_Required work:_
**a.** Answer these three questions from the passage about boredom, marking each answer (i), (ii) or (iii) on its own line.
(i) According to Amanda, what does she have to show for her day's work as a lawyer?
(ii) What does Saffy say she would do all day if she gave up working?
(iii) What does the narrator say they would live off in retirement?
**b.** Name every line of work mentioned in the passage about boredom.
**c.** Continue the passage about boredom, picking up after its final line.

_Supplied passage:_
========

            These are all undeniably accurate sentiments, but, nevertheless, they do not detract from the fact that we are all essentially bored with our lives. 
            The other day, Amanda said being a lawyer just made no sense. “I mean. It’s not as if I’m an engineer or an artist. At the end of the day, you’ve got a bridge and a painting to show for your hard day’s work. What do I have to show? A pile of paper.”
            Not to be outdone, Saffy said Amanda should trying being in HR. “At the end of my day, I am surrounded by very unhappy people. They’re unhappy when they join the company because they’re still emotionally scarred and bitter from their last job. And when they leave this job,” Saffy said, pausing to suck in breath, “they’re even more scarred and bitter because they never got that promotion they were promised when they joined in the first place!”
            “It’s almost like dating, isn’t it?” Amanda suggested.
            Saffy’s eyes brightened at the A-Ha moment. “It’s exactlylike dating! You know it’s all going to end in heartbreak, but you go on the date anyway and when it’s all over, you wonder why you bothered in the first place.”
            “And then you go out and do it all over again,” Amanda said, “because if you didn’t, you’d be sitting at home on a Friday night watching an old episode of ‘Grey’s Anatomy’ on Netflix!”
            “So, the solution is to just walk away from it all!” Saffy said, her enormous bosom inflating with enthusiasm. “Give it up and call it a day!”
            “But then, what would you do?” I asked.
            “I would do yoga all day,” Saffy said.
            “But you can’t even touch your toes,” Amanda pointed out.
            “Which is why I would be doing it all day!” Saffy sighed, thinking, not for the first time, that it was an absolute scandal Harvard ever gave Amanda a degree in the first place. 
            “What would you do if you could retire now?” Amanda asked me.
            “Absolutely nothing!” I replied. 
            “Well, you can’t do nothing,” Saffy said.
            “Of course, I can. That’s the whole point of retirement! So you don’t have to doanything! I would just live off my CPF and sit around the apartment all day!”
            Amanda looked astonished. “But you’d be bored!”
            Which, in turn, astonished me. People seem to have this idea that being bored is a bad thing. #Notme.

========

_Data for analysis:_
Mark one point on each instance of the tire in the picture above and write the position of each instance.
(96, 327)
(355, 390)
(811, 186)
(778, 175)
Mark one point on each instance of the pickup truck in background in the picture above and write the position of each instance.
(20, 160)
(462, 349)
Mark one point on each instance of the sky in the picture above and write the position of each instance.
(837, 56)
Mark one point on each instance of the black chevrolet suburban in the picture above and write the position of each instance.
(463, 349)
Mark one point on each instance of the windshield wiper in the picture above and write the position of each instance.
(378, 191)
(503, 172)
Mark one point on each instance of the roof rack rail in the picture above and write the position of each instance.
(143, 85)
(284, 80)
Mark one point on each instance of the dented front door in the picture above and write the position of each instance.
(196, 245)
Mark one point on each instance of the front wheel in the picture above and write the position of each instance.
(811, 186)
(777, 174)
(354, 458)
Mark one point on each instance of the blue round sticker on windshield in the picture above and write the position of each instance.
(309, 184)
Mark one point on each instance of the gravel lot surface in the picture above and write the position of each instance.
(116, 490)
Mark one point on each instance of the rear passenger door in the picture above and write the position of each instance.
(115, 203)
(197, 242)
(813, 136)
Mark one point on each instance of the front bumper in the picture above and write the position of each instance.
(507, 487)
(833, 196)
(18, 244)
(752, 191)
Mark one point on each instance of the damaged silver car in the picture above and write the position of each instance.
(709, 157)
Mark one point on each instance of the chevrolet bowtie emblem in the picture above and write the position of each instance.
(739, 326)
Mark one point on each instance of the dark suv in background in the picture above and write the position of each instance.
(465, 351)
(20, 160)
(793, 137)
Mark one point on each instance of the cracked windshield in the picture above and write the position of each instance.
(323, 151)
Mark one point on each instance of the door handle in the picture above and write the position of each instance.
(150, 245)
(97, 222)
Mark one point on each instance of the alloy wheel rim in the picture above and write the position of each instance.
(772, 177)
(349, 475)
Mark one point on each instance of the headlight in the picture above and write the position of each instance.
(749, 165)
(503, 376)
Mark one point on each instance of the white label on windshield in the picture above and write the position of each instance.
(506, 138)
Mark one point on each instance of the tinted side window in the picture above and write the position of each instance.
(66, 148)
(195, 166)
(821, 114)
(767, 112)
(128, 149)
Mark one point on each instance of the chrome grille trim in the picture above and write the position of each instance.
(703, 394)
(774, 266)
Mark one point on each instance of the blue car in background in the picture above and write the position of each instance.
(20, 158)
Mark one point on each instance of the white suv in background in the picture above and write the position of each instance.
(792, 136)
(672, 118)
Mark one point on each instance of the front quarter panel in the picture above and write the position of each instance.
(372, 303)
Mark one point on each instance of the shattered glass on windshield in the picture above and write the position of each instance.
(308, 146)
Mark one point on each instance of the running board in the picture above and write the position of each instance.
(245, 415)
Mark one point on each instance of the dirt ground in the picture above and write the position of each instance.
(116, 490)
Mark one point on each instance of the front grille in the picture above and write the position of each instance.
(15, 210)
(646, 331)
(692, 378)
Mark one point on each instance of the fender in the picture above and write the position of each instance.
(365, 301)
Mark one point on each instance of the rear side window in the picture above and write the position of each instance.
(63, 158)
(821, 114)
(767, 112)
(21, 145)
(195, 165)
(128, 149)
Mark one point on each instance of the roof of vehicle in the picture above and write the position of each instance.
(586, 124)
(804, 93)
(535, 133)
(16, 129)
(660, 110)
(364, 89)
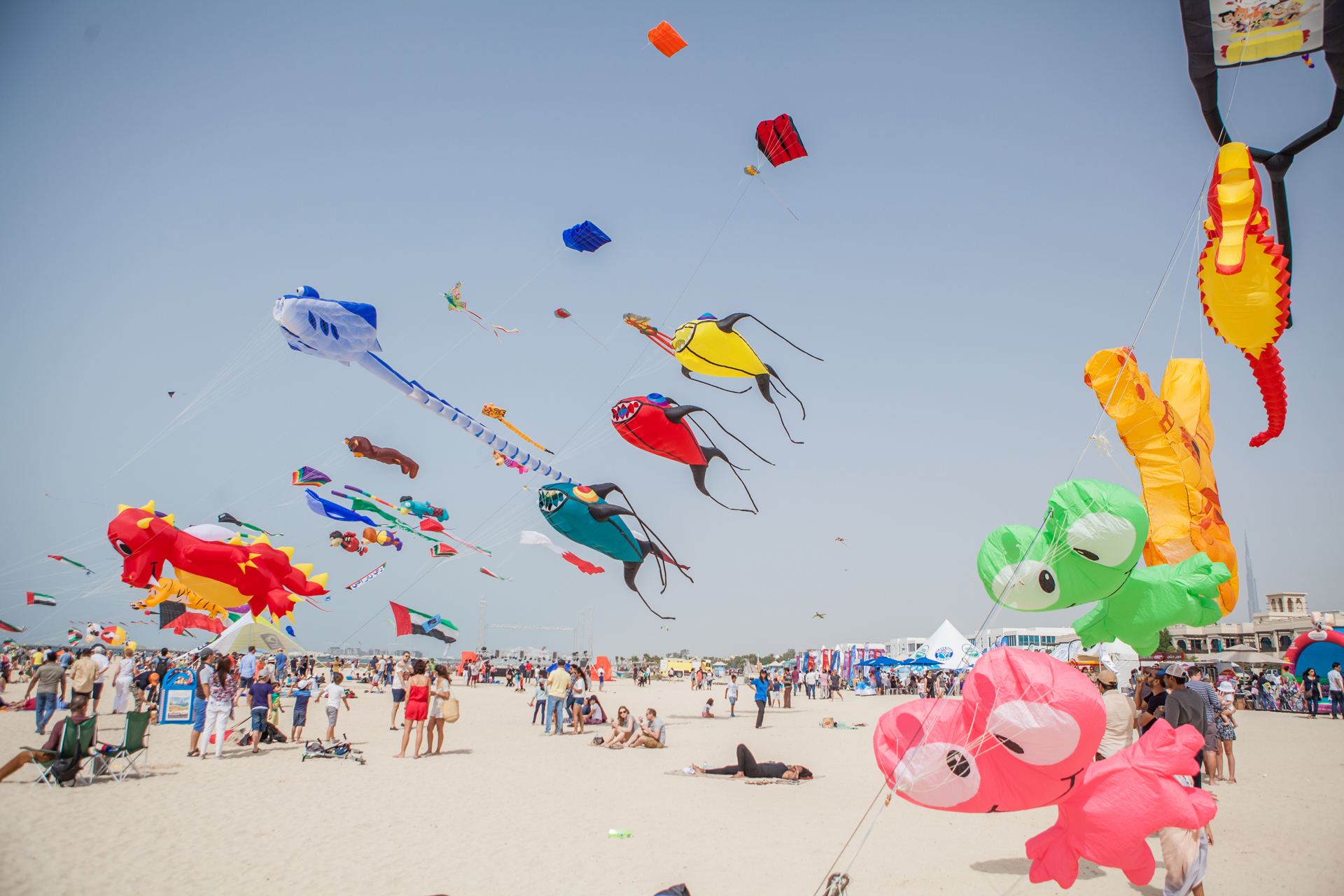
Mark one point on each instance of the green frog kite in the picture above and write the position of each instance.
(1088, 551)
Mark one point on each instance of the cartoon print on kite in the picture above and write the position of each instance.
(360, 447)
(347, 542)
(1088, 550)
(260, 573)
(710, 346)
(1171, 438)
(581, 514)
(1026, 727)
(300, 320)
(1243, 279)
(585, 238)
(421, 508)
(660, 426)
(778, 140)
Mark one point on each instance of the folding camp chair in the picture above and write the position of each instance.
(131, 750)
(69, 750)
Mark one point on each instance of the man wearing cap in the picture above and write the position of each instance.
(1183, 707)
(1120, 716)
(1211, 710)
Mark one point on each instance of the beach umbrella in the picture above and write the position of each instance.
(246, 633)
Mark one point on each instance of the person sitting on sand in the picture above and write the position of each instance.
(749, 767)
(593, 711)
(622, 729)
(654, 734)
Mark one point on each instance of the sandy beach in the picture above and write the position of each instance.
(508, 811)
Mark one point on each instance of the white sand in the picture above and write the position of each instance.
(507, 811)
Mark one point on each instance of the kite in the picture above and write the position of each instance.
(660, 426)
(1023, 736)
(498, 413)
(381, 536)
(537, 538)
(347, 540)
(176, 617)
(585, 238)
(1250, 31)
(347, 332)
(565, 316)
(264, 575)
(1243, 279)
(366, 580)
(421, 510)
(1088, 550)
(309, 476)
(457, 304)
(710, 346)
(667, 41)
(581, 514)
(1172, 441)
(1120, 802)
(57, 556)
(178, 592)
(331, 510)
(232, 520)
(359, 447)
(426, 624)
(503, 461)
(778, 140)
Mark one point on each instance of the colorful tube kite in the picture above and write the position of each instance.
(1172, 442)
(1243, 279)
(778, 140)
(1088, 550)
(347, 332)
(581, 514)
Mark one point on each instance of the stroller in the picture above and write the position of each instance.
(337, 750)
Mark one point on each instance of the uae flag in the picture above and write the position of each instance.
(416, 622)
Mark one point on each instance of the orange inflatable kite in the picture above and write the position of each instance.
(1171, 438)
(1243, 279)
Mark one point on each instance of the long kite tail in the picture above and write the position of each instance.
(1269, 377)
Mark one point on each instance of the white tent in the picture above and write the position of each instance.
(949, 648)
(249, 633)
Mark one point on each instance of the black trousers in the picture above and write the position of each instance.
(746, 764)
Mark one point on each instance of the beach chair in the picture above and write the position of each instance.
(69, 748)
(131, 751)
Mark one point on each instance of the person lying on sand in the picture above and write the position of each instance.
(749, 767)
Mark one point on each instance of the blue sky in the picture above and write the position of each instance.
(990, 198)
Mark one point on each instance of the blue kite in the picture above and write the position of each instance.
(587, 238)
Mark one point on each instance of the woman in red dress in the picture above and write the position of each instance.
(417, 708)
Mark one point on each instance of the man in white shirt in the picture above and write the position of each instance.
(1336, 681)
(1120, 716)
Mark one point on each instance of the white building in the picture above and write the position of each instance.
(1037, 638)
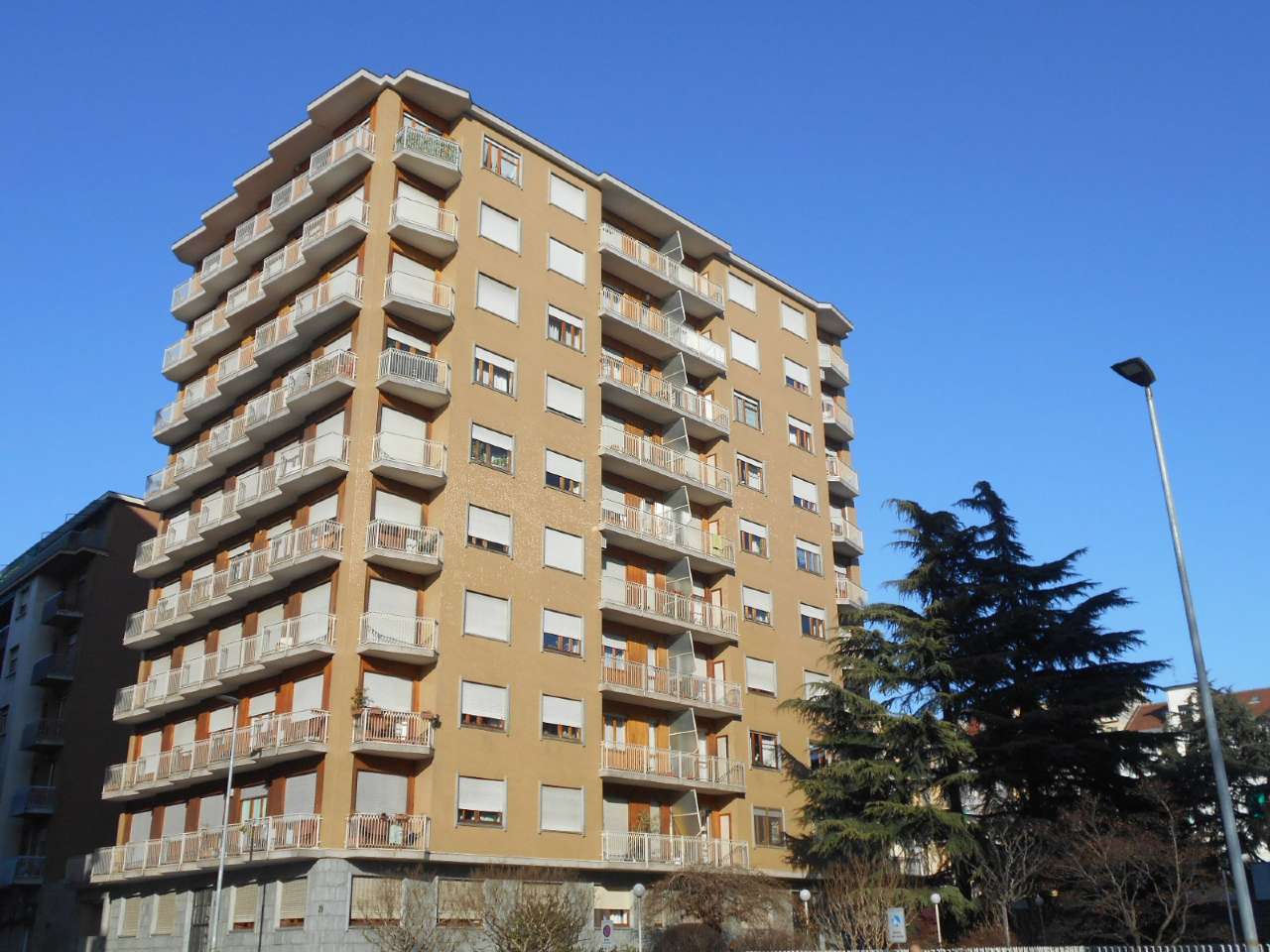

========

_Per-task outputs:_
**a.**
(i) A pile of paper.
(ii) Yoga.
(iii) Their CPF.

**b.** Lawyer, engineer, artist, HR.

**c.**
            Because I read the news. And it’s telling me that it’s a scary world out there. All this excited talk about nuclear wars and trade wars and biological warfare makes me nervous. Today, I was informed that Facebook has weaponized the data it collects. I don’t know what that means exactly, or how anyone could weaponise a picture of my lunch, but I’m glad I’m no longer on it. And apparently, Ebola is back. Just thinking that I could catch Ebola gives me indigestion.
            Apparently, an old Chinese curse is to tell someone, “May you live in interesting times.”
            Which is just a very fancy way of saying, “May you never have a moment’s peace.” And it’s such an effective way of hating someone. Because nobody has ever cursed anyone by saying, “I hope you die of boredom.”
            To my mind, being bored means you’re safe. There is no imminent danger of something awful happening to you. If I wanted that kind of excitement, I’d still be a lawyer. 
            “Well, that’s a very strange way of looking at the world!” Saffy said, her bosom trembling like a pot of simmering soup. 
            “It’s true! Bored people have no stress!” I told her.
            “Yah, is very true, what Jason say!” Sharyn piped up. She pushed up closer to Saffy. “You look at all the line on my face! All cause by my husband and my chil-ren! Before I mare-ly and before I give birth, when I was single and got no ploh-blem, my face smooth like Fann Wong! After I mare-ly and give birth and got mortgage, my face become like Christo-per Lee!”
            “Ooh, he’s hot!” Amanda said with approval. 
            Sharyn sniffed. “Where got? He got so many wrinkle now. Like me, lor!”
            Leave it to Sharyn, Saffy said later, to come up with her own version of #metoo.